*Records to use*.

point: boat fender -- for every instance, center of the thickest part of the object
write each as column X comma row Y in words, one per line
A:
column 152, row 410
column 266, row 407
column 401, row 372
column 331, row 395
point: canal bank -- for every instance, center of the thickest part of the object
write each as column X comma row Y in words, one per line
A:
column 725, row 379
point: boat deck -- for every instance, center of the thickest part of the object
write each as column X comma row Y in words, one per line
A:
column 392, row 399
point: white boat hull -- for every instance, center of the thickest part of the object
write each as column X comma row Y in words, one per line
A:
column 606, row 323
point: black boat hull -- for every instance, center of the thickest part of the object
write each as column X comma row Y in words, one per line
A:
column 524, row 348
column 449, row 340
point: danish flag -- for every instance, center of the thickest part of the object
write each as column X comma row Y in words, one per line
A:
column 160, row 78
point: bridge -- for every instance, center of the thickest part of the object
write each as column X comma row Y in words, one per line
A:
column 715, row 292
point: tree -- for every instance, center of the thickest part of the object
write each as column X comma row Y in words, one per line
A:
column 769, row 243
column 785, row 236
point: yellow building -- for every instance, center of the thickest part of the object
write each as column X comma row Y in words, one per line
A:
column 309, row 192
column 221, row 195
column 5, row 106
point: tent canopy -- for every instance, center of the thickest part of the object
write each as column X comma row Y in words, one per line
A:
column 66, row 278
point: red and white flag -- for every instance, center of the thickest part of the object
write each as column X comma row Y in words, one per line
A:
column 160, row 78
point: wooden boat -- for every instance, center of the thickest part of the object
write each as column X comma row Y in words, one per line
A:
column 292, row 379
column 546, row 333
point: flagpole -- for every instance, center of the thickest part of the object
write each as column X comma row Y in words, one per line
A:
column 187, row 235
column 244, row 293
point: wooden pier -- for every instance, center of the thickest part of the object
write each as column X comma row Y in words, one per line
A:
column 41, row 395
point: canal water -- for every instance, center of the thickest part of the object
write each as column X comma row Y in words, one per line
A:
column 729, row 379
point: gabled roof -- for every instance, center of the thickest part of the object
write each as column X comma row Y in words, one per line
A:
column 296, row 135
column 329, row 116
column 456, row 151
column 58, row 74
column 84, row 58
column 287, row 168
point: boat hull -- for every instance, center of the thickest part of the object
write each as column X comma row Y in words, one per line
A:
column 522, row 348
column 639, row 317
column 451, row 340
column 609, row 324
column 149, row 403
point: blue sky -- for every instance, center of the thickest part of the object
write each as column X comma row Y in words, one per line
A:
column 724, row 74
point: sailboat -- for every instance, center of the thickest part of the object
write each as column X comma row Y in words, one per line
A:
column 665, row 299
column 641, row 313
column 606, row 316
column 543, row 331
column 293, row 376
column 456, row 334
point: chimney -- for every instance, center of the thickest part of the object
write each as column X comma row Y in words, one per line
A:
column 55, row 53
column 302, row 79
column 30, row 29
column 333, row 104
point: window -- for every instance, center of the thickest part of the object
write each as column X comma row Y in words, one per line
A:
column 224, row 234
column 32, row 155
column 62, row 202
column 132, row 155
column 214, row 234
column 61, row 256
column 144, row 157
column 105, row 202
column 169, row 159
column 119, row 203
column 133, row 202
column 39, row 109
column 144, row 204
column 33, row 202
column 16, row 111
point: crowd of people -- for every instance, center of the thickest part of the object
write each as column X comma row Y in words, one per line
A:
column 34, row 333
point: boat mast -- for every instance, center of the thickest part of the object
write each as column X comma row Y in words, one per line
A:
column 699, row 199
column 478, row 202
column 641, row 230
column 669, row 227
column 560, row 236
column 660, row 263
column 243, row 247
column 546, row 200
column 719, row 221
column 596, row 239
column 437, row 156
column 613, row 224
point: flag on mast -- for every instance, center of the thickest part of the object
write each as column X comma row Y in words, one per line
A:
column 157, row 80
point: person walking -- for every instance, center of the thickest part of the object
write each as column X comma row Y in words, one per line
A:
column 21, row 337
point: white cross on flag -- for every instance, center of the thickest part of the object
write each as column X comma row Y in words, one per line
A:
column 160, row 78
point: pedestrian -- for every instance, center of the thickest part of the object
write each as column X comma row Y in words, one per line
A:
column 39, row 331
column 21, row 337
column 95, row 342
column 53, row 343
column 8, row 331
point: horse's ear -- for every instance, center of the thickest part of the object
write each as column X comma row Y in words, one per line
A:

*Prompt*. Put down all the data once more, exactly as it appears above.

*Answer to the problem*.
point: boat fender -- for every instance, center of the thickest part of the object
write each as column X comma row Y in words, one per line
A:
column 152, row 410
column 266, row 407
column 401, row 372
column 331, row 395
point: canal bank -- for every instance, center of the thickest part of the object
write each as column X comma row Y in words, one per line
A:
column 725, row 379
point: boat deck -- for every instance, center of the thickest part of the object
write each as column X comma row Y in words, one per line
A:
column 392, row 399
point: white boat hull -- for every instance, center of the thickest part of the object
write each as column X comma row Y in words, one per line
A:
column 606, row 323
point: black boat hull -- for every instance, center of the thickest part of the object
write each as column X comma row Y in words, one per line
A:
column 524, row 348
column 449, row 340
point: danish flag -- for every instance, center of the thickest part of the object
write each as column X comma row Y in words, one per line
A:
column 160, row 78
point: bridge -- for every instance, center of the thickest part of the object
write each as column X comma row Y in words, one per line
A:
column 715, row 292
point: tree -- for every instance, center of the thickest part of the object
write each as column X comma row Y in words, one per line
A:
column 769, row 243
column 785, row 236
point: yellow building -- for every instance, center of the thickest part of the object
write each as column X comma row Y in words, one per line
A:
column 309, row 192
column 221, row 195
column 5, row 106
point: tent canopy -- for every instance, center of the thickest part of the object
write each as column X comma row Y in words, one per line
A:
column 66, row 278
point: red and white flag -- for every instance, center of the thickest part of the object
write each as column X comma row Y in words, one per line
A:
column 160, row 78
point: wooden boat -- for every instance, center of the thickest part of the object
write each as column X comma row Y in words, one per line
A:
column 292, row 379
column 546, row 333
point: flagpole -- for every instance, center of the thickest part of the object
write each as column X comma row Y in words, one per line
A:
column 187, row 235
column 244, row 293
point: wooden pier -- for every instance, center of the thickest part of the object
write each as column X comma row Y in words, one per line
A:
column 41, row 395
point: canal water -- for every instance, center of the thickest part of the object
write each as column X comma row Y in words, one per line
A:
column 729, row 379
point: gabled roof -- for every instance, center of the thickest part of the object
write each as column X comma row Y in words, one per line
A:
column 296, row 135
column 329, row 116
column 456, row 151
column 58, row 74
column 84, row 58
column 287, row 168
point: boat hull -- for every instance, center of the thickest part of the object
write each as column X comma row Y in words, one per line
A:
column 522, row 348
column 639, row 317
column 451, row 340
column 609, row 324
column 149, row 403
point: blue sky -- for every instance, center of the thickest part of the object
write each as column X comma row Y in words, one per line
A:
column 724, row 74
point: sailboat -- for every instance, center of the thickest part of the object
write each as column X comma row Y in words, one per line
A:
column 665, row 299
column 641, row 313
column 606, row 316
column 543, row 331
column 293, row 376
column 456, row 334
point: chimney -- for every instance, center of the thickest part of the object
write each as column X comma row Y in words, one per line
A:
column 55, row 53
column 302, row 79
column 30, row 29
column 333, row 104
point: window -- for every instance, center of the thickest part of the object
write each as column X comma row Y in words, one per line
A:
column 224, row 234
column 32, row 155
column 62, row 202
column 132, row 155
column 214, row 234
column 61, row 256
column 144, row 157
column 105, row 202
column 169, row 159
column 119, row 203
column 133, row 202
column 39, row 109
column 144, row 204
column 33, row 202
column 16, row 111
point: crowd of people -- for every instance, center of the thickest part of the object
write each as column X comma row Y in words, one per line
A:
column 34, row 333
point: boat mast -- for every instance, center of the thickest part of the object
write each as column X comma row Y in words, one per line
A:
column 699, row 199
column 478, row 202
column 641, row 230
column 669, row 227
column 560, row 236
column 660, row 263
column 243, row 247
column 546, row 200
column 719, row 221
column 596, row 239
column 437, row 156
column 613, row 224
point: flag on mast -- for every instance, center of the thickest part of the object
write each as column X comma row Y in words, one per line
A:
column 157, row 80
point: person walking -- for every instance, center of the thickest part of the object
write each as column X comma row Y in words, one per line
A:
column 21, row 337
point: white cross on flag -- for every instance, center of the thickest part of the object
write each as column X comma row Y in words, one per line
A:
column 160, row 78
point: pedestrian -- for every instance, center of the thickest part of the object
write each as column X comma row Y in words, one per line
A:
column 39, row 331
column 21, row 337
column 95, row 342
column 53, row 343
column 8, row 331
point: horse's ear -- for every instance, center of the thickest part of the object
write each as column X comma row Y in words, one per line
A:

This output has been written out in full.